● **COMPLETA QUANTO SEGUE**
**1.** Cita dal testo sulla mostra il passo da "In questa circostanza, si" fino a "non prevede traboccamenti." compreso.
**2.** Secondo il testo sulla mostra, da che cosa sono presi i filamenti di emulsione che Beatrice Pediconi trasferisce sulle sue tele?

● **TESTO CITATO**

┄┄┄┄┄┄┄┄┄┄┄┄┄┄┄┄┄┄┄┄

In questa circostanza, si è preferito concentrare l’attenzione su un punto di vista più specifico. Non le onde graffianti di Hokusai, né scene di battaglie nautiche o tragici affondamenti à la Gericault, nemmeno le “mappature” del Mediterraneo realizzate dal gruppo Forensic Oceanography, che documentano le angoscianti traiettorie delle imbarcazioni di migranti; l’acqua è qua rappresentata non nel suo aspetto sublime di forza che si espande – incontenibile e impetuosa –, quanto nel suo carattere di liquido “dolce” e circoscrivibile. Le opere in mostra intendono suggerire un contenimento, piuttosto che un’esondazione: ad accomunarle, un sottile senso della misura, grazie a un impiego dell’acqua che non prevede traboccamenti.
Misurato è il suono dell’acqua ricreato da Daniele Di Girolamo (Pescara, 1995), che accoglie il visitatore all’ingresso. La poetica dell’artista è orientata a dare un corpo a fenomeni effimeri e impalpabili: in questo caso, il movimento costante di un’onda, che introduce alla mostra attraverso un suono. Suono che, come spesso capita nelle opere di Di Girolamo, si fa immagine: i cilindri rotanti a parete con all’interno della sabbia diventano inaspettati amplificatori, grazie ai quali l’artista conferisce al rumore della risacca una peculiare plasticità (ed è curioso constatare come a evocare l’acqua sia un elemento a lei “opposto” come la sabbia). A Measure of Distance I (2) è la pelle che riveste un fenomeno acustico del quale ogni persona ha fatto esperienza, innescando in questo modo una costellazione di memorie e associazioni, con tutte le loro lacune, alterazioni, sfocature.
Chi non ha mai sentito la pioggia, ride delle ninfee (Paul Eluard) è l’elegiaco titolo dell’opera di Beatrice Pediconi (Roma, 1972). Da alcuni anni, l’artista ha messo a punto una tecnica particolare, che tiene insieme pittura e fotografia: le linee che attraversano le sue tele monocrome sono, infatti, dei filamenti di emulsione sottratti a scarti di vecchie Polaroid, che vengono trasferiti sul supporto, aderendovi, durante un processo che avviene interamente in acqua. Le immagini che derivano da questo bagno – ma mi verrebbe quasi da dire “battesimo” – somigliano a dei fiori fantasmatici; fluttuanti ed eterei, aderiscono come una pelle alla tela, trovando così una miracolosa, delicata incarnazione. L’invenzione di Pediconi richiama da vicino la “scrittura nell’acqua” della lapide di Keats, con la quale condivide anche il valore di memoriale: gli steli e i petali che prendono corpo sulla tela derivano da lavori precedenti dell’artista, che – grazie a una strana forma di metempsicosi – trovano così una nuova vita.

┄┄┄┄┄┄┄┄┄┄┄┄┄┄┄┄┄┄┄┄

● **MATERIALE FORNITO**
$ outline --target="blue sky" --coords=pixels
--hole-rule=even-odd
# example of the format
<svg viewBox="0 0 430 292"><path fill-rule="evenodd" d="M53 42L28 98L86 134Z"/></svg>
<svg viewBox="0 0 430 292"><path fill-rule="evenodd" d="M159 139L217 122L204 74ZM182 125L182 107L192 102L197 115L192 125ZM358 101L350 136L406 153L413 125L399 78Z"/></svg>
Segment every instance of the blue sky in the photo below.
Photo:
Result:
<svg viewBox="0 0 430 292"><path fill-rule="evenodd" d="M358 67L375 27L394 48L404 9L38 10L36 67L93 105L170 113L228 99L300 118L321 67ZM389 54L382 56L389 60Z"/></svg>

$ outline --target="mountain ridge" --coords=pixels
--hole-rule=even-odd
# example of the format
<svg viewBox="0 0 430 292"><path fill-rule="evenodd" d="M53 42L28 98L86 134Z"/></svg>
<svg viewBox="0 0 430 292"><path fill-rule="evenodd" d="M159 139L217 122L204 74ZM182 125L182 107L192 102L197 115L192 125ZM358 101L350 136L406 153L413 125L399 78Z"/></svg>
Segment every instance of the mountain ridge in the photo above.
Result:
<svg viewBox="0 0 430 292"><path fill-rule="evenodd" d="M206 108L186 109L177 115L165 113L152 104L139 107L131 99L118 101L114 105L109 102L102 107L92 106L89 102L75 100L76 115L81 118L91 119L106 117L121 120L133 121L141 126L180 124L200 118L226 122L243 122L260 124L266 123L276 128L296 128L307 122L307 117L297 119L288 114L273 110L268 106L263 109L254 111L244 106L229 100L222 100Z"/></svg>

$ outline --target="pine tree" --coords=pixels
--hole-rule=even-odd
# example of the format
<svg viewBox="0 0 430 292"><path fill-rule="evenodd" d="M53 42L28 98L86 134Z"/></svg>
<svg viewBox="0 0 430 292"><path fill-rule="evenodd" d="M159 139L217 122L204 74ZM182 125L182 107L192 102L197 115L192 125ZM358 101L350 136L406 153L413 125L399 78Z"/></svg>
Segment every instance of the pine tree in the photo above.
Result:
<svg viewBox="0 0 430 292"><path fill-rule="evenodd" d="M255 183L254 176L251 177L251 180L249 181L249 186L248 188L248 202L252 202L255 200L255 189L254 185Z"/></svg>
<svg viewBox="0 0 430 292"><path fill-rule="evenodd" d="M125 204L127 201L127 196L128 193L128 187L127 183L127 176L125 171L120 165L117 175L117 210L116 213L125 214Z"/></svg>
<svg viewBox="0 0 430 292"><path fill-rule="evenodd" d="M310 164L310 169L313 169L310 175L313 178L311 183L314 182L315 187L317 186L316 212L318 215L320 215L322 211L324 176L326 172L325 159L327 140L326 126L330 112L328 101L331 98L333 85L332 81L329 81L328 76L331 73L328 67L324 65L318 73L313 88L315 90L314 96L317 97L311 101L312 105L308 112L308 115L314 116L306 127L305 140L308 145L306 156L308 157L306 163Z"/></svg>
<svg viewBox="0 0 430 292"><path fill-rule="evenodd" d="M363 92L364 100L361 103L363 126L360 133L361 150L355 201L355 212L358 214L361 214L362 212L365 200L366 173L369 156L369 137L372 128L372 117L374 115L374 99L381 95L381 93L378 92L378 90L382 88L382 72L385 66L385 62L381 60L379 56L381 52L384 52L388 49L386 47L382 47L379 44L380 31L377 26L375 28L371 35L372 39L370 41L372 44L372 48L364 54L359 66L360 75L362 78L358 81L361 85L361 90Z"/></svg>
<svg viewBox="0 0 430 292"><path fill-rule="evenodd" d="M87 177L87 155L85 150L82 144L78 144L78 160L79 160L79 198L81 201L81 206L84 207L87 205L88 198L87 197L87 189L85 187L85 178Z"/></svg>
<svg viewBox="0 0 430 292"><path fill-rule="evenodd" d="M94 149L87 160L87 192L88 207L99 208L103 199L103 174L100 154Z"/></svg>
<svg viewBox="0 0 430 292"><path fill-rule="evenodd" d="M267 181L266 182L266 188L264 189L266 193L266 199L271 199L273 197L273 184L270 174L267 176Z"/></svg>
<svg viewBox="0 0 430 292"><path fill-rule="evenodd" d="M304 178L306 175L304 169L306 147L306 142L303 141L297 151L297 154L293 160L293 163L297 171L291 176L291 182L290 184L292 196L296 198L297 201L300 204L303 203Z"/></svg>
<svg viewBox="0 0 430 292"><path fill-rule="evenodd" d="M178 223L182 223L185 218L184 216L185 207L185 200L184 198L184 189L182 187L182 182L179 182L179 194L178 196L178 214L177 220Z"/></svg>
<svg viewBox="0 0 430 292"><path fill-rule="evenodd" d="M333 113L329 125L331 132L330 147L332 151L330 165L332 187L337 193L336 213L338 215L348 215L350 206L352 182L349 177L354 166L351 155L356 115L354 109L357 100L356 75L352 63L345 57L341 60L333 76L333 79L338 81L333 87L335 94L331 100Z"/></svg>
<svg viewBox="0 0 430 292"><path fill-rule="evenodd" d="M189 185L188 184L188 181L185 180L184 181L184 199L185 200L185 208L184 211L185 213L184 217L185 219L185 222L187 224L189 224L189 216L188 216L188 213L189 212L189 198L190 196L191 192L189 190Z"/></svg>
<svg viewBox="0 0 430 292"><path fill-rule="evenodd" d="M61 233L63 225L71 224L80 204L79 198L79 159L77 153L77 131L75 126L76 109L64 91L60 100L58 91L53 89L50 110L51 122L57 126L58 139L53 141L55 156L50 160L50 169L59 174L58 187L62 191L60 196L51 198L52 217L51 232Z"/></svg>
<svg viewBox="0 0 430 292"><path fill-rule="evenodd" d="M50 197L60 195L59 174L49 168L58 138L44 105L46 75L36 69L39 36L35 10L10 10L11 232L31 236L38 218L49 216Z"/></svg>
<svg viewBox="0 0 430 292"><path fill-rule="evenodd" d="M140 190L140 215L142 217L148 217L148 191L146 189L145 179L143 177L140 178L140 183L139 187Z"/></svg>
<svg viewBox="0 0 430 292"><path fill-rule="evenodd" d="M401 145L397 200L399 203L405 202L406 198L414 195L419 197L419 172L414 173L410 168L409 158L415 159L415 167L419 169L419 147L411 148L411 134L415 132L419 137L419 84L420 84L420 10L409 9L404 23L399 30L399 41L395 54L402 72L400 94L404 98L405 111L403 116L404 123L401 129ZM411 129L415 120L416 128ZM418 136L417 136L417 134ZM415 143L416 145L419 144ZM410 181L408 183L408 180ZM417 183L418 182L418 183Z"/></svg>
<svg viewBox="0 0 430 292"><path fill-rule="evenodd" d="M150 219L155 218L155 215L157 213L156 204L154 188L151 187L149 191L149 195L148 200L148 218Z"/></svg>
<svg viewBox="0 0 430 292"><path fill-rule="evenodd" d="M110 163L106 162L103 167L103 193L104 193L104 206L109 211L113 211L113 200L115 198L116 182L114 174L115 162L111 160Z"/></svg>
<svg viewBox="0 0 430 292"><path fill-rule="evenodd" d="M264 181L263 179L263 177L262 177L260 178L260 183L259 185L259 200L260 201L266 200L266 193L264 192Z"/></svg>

┄┄┄┄┄┄┄┄┄┄┄┄┄┄┄┄┄┄┄┄

● **LE RISPOSTE**
**1.**
In questa circostanza, si è preferito concentrare l’attenzione su un punto di vista più specifico. Non le onde graffianti di Hokusai, né scene di battaglie nautiche o tragici affondamenti à la Gericault, nemmeno le “mappature” del Mediterraneo realizzate dal gruppo Forensic Oceanography, che documentano le angoscianti traiettorie delle imbarcazioni di migranti; l’acqua è qua rappresentata non nel suo aspetto sublime di forza che si espande – incontenibile e impetuosa –, quanto nel suo carattere di liquido “dolce” e circoscrivibile. Le opere in mostra intendono suggerire un contenimento, piuttosto che un’esondazione: ad accomunarle, un sottile senso della misura, grazie a un impiego dell’acqua che non prevede traboccamenti.

**2.** Da scarti di vecchie Polaroid.